DATA FOR ANALYSIS =>

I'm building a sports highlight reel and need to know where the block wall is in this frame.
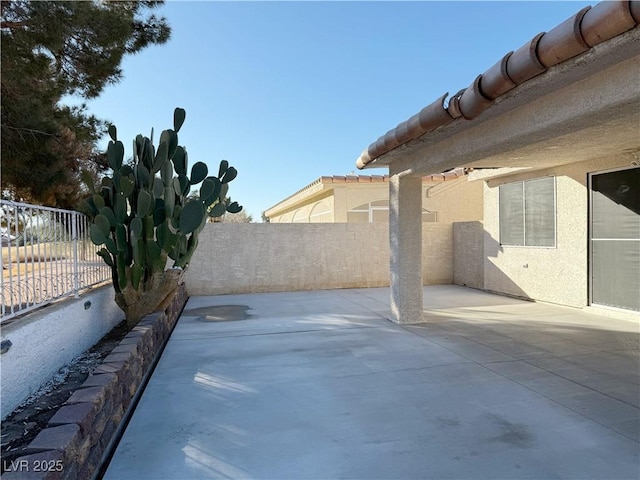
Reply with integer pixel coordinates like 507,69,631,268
186,223,453,295
453,221,484,289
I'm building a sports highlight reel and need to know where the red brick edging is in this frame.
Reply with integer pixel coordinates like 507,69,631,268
1,286,188,480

WHAT IS REQUIRED => Count how many lines in the data above hold the string "where", and give the number with no other words.

REPLY => 2